# [PASSAGE TO READ]
Re: [Bloat] Other CAKE territory (was: CAKE in openwrt high CPU)

2020-09-03 Thread Jonathan Morton
> On 4 Sep, 2020, at 1:14 am, David Collier-Brown  wrote:
> 
> I'm wondering if edge servers with 1Gb NICs are inside the "CAKE stays 
> relevant" territory?  

Edge servers usually have strong enough CPUs and I/O - by which I mean anything 
from AMD K8 and Intel Core 2 onwards with PCIe attached NICs - to run Cake at 
1Gbps without needing special measures.  I should run a test to see how much I 
can shove through an AMD Bobcat these days - not exactly a speed demon.

We're usually seeing problems with the smaller-scale CPUs found in CPE SoCs, 
which are very much geared to take advantage of hardware accelerated packet 
forwarding.  I think in some cases there might actually be insufficient 
internal I/O bandwidth to get 1Gbps out of the NIC, into the CPU, and back out 
to the NIC again, only through the dedicated forwarding path.  That could 
manifest itself as a lot of kernel time spent waiting for the hardware, and can 
only really be solved by redesigning the hardware.

 - Jonathan Morton

___
Bloat mailing list
Bloat@lists.bufferbloat.net
https://lists.bufferbloat.net/listinfo/bloat


[Bloat] Other CAKE territory (was: CAKE in openwrt high CPU)

2020-09-03 Thread David Collier-Brown

On 2020-09-03 10:32 a.m., Toke Høiland-Jørgensen via Bloat wrote


Yeah, offloading of some sort is another option, but I consider that
outside of the "CAKE stays relevant" territory, since that will most
likely involve an entirely programmable packet scheduler. There was some
discussion of adding such a qdisc to Linux at LPC[0]. The Eiffel[1]
algorithm seems promising.

-Toke


I'm wondering if edge servers with 1Gb NICs are inside the "CAKE stays 
relevant" territory?


My main customer/employer has a gazillion of those, currently reporting

**

*qdisc mq 0: root*

*

qdisc pfifo_fast 0: parent :8 bands 3 priomap 1 2 2 2 1 2 0 0 1 1 1 1 1 
1 1 1


...

*

because their OS is just a tiny bit elderly (;-)). We we're planning to 
roll forward this quarter to centos 8.2, where CAKE is an option.

# [EXERCISE SET]
1) Restate word for word the part of the CAKE mailing-list thread that begins at the words "2020-09-03 Thread David" and stops after "algorithm seems promising.".
2) Which algorithm does the CAKE mailing-list thread call promising?
3) Extend the CAKE mailing-list thread, picking up after its final sentence.
The lines that come next are separate material, unconnected to the CAKE mailing-list thread.

Bounding box annotation lines:

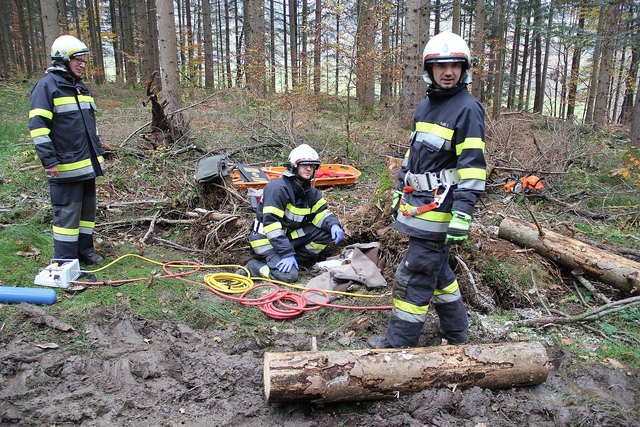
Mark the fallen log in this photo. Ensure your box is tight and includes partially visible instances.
[498,218,640,295]
[263,342,549,403]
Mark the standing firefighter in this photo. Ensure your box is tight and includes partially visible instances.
[239,144,344,282]
[368,32,486,348]
[29,35,104,264]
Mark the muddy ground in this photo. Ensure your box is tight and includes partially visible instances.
[0,300,640,427]
[0,199,640,427]
[0,101,640,427]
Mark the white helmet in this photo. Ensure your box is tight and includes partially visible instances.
[51,35,89,64]
[422,31,472,84]
[289,144,320,169]
[287,144,320,176]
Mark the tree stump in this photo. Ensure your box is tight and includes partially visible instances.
[264,342,549,403]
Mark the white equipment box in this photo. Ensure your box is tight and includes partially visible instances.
[33,259,80,288]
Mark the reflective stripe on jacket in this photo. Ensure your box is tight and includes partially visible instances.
[395,86,486,241]
[252,176,340,258]
[29,66,104,182]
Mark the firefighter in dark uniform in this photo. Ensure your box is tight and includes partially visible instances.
[29,35,104,264]
[367,32,486,348]
[238,144,344,283]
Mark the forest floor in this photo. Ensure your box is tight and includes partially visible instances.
[0,84,640,427]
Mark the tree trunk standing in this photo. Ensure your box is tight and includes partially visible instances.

# [TASK RESPONSES]
1)
2020-09-03 Thread David Collier-Brown

On 2020-09-03 10:32 a.m., Toke Høiland-Jørgensen via Bloat wrote


Yeah, offloading of some sort is another option, but I consider that
outside of the "CAKE stays relevant" territory, since that will most
likely involve an entirely programmable packet scheduler. There was some
discussion of adding such a qdisc to Linux at LPC[0]. The Eiffel[1]
algorithm seems promising.

2) The Eiffel algorithm.

3)
It strikes me that the self-tuning capacity of CAKE might be valuable 
for a whole /class/ of small rack-mounted machines, but you just 
mentioned the desire for better multi-processor support.


Am I reaching for the moon, or is this something within reach?

--dave

--

--
David Collier-Brown, | Always do right. This will gratify
System Programmer and Author | some people and astonish the rest
dav...@spamcop.net   |  -- Mark Twain

___
Bloat mailing list
Bloat@lists.bufferbloat.net
https://lists.bufferbloat.net/listinfo/bloat


Re: [Bloat] CAKE in openwrt high CPU

2020-09-03 Thread Jonathan Morton
> On 3 Sep, 2020, at 5:32 pm, Toke Høiland-Jørgensen via Bloat 
>  wrote:
> 
> Yeah, offloading of some sort is another option, but I consider that
> outside of the "CAKE stays relevant" territory, since that will most
> likely involve an entirely programmable packet scheduler.

Offload of *just* shaping could be valuable in itself at higher rates, when 
combined with BQL, as it would avoid having to interact with the CPU-side timer 
infrastructure so much.  It would also not be difficult at all to implement in 
hardware at line rate, even with overhead compensation.  It's the sort of thing 
you could sensibly do with 74-series logic and a lookup table in a cheap SRAM, 
up to millions of PPS, and considerably faster in FPGA or ASIC territory.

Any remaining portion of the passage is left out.